GIVEN REQUEST
Count the lines below that contain the string "crtv", with case significant, and reply with the number alone.

DATA LINES

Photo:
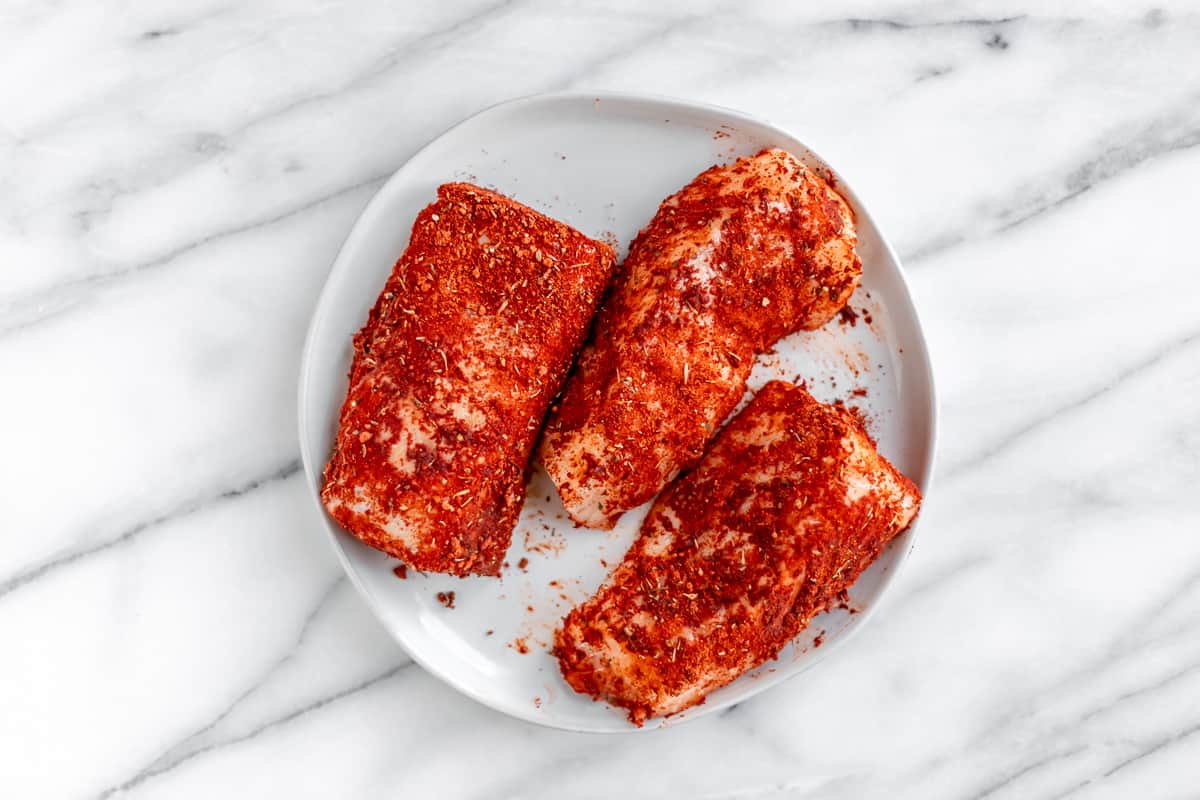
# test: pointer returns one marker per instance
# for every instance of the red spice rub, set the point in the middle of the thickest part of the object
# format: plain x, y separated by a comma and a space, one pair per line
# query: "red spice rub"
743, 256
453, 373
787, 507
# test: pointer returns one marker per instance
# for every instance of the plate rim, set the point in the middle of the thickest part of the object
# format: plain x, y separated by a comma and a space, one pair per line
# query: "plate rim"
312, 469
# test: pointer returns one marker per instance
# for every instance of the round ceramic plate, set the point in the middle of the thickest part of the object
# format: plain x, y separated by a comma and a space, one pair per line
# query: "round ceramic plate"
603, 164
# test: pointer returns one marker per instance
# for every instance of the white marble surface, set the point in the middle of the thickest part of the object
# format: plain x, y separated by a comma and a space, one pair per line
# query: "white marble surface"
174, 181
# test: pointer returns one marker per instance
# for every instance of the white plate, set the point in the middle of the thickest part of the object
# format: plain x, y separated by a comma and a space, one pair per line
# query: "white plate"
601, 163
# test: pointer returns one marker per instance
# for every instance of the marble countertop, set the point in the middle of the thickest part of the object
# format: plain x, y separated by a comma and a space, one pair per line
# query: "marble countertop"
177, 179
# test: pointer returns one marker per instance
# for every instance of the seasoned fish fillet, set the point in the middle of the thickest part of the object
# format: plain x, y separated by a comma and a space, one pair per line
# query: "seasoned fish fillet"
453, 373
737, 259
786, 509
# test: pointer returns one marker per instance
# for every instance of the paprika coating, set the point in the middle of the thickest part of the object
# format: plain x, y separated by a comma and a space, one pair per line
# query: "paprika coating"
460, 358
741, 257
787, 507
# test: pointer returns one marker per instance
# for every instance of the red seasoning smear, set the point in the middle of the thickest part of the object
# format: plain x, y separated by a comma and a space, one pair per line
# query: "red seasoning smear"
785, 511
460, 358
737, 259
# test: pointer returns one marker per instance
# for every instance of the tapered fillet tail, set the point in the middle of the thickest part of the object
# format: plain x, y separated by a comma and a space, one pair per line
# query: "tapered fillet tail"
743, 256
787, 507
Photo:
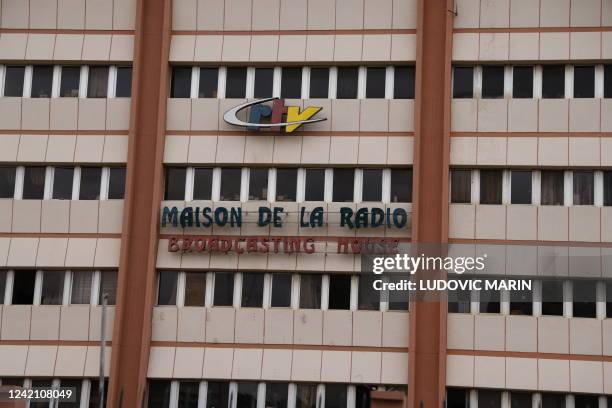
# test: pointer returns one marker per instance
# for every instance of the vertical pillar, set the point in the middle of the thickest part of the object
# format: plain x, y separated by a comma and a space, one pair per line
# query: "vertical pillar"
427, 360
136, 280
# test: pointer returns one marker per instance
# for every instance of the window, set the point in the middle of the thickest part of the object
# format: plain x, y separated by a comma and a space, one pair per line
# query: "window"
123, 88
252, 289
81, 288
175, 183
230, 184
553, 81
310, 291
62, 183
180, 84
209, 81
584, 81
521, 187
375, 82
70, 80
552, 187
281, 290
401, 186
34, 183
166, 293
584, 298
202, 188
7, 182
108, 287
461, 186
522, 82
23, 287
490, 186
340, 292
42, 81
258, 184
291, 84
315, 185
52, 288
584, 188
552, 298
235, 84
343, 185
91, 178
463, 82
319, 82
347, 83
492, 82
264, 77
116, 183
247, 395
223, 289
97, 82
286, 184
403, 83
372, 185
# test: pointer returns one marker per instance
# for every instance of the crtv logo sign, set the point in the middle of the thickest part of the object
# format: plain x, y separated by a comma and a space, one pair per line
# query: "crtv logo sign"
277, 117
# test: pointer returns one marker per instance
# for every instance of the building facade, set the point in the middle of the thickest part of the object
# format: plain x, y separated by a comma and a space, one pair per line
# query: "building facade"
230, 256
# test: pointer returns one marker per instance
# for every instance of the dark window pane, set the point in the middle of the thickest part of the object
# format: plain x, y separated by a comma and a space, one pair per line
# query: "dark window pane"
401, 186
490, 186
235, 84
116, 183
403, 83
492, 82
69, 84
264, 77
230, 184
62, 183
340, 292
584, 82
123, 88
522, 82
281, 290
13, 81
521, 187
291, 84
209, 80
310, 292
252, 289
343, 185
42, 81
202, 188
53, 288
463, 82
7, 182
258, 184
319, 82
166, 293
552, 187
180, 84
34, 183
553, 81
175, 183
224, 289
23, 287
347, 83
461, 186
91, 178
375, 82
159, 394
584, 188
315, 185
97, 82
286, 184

EXERCISE RESULT
2